> _Given data_

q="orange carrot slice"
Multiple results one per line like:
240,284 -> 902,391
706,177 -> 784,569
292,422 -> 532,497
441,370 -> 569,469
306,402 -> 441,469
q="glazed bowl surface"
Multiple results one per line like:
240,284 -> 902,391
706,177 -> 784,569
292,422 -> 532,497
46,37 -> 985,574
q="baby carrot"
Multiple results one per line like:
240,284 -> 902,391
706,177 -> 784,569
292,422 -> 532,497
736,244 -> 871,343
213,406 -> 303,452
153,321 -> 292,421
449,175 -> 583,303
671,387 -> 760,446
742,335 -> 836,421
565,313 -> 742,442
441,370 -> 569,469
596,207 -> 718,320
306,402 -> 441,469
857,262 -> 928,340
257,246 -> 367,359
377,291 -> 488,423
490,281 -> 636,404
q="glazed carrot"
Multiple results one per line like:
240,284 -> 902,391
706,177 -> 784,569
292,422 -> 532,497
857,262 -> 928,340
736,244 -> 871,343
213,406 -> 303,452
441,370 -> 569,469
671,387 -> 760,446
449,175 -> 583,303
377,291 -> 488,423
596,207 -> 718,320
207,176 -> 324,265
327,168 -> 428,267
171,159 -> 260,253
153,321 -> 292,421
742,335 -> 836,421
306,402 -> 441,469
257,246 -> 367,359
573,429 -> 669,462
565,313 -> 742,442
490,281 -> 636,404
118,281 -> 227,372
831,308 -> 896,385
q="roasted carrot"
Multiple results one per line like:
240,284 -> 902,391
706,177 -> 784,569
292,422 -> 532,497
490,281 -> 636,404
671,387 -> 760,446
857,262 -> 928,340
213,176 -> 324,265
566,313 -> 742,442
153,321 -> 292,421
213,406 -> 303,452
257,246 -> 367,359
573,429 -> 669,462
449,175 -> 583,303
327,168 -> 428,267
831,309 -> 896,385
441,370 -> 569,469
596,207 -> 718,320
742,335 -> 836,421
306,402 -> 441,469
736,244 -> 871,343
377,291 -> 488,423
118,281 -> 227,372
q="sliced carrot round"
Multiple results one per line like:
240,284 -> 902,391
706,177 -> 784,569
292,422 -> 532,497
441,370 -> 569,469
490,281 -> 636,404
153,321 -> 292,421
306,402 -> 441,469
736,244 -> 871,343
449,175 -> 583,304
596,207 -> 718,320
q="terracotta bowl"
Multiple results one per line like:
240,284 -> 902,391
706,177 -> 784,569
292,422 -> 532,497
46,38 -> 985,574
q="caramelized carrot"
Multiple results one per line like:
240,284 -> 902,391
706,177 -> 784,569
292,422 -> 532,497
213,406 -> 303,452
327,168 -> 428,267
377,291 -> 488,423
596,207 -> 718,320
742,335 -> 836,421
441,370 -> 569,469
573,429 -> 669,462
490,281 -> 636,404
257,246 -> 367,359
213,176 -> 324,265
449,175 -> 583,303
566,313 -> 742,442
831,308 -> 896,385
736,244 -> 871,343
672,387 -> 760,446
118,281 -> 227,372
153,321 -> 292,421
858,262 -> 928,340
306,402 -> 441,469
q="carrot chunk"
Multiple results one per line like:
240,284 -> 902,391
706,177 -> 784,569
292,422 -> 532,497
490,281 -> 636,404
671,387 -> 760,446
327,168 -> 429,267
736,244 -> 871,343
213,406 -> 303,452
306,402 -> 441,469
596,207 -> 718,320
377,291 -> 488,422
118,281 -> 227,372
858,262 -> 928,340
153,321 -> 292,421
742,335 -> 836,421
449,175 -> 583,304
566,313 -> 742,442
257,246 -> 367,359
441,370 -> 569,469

==

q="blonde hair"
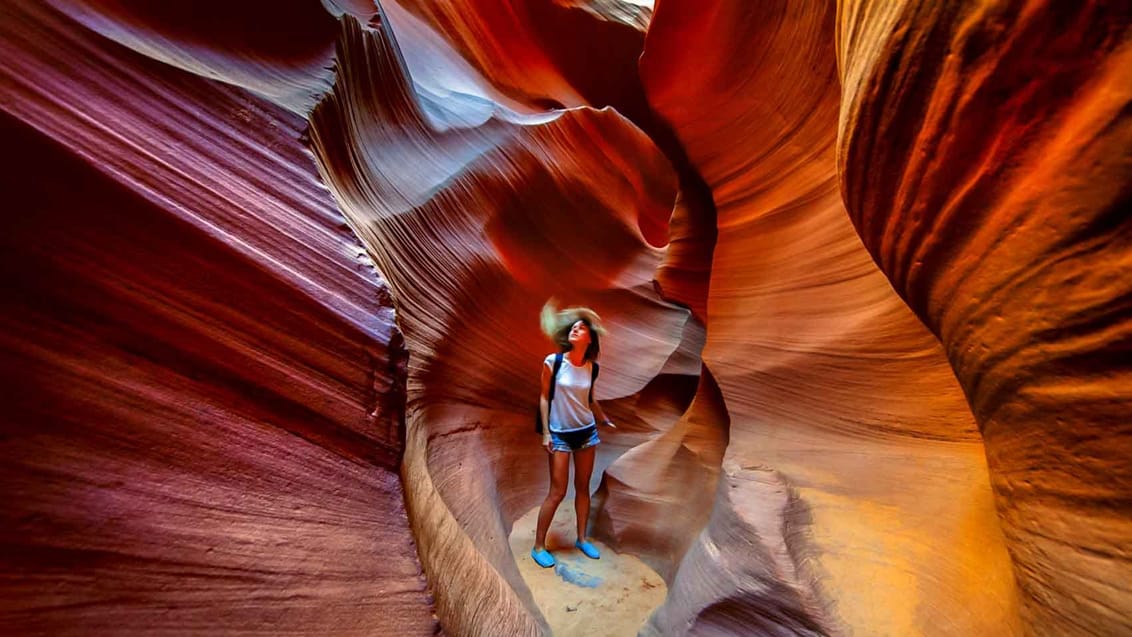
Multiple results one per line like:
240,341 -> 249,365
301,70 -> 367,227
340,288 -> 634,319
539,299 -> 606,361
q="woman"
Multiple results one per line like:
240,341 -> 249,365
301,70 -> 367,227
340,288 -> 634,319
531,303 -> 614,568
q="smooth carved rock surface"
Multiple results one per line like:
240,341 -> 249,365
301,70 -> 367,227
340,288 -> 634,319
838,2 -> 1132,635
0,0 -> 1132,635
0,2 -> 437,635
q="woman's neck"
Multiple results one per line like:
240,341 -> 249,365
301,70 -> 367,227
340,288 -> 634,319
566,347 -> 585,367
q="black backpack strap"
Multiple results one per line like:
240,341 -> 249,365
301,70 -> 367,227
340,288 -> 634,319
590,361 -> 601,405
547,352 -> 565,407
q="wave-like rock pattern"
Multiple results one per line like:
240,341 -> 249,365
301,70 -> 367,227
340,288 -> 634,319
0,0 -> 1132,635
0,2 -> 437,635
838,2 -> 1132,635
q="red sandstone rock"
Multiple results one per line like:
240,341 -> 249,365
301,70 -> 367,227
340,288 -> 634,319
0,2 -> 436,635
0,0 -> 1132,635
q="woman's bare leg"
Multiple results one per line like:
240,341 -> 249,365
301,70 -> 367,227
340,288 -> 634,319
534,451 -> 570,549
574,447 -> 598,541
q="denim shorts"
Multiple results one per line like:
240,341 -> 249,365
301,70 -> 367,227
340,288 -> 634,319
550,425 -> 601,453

---

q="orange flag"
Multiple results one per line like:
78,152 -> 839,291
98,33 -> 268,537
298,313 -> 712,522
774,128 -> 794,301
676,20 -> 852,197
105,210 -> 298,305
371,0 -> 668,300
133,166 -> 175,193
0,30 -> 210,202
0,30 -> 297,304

> _Job_
Copy out each line of the entries above that contains the word "woman".

> _Result for this exercise_
q="woman"
q="woman's neck"
q="woman's bare leg"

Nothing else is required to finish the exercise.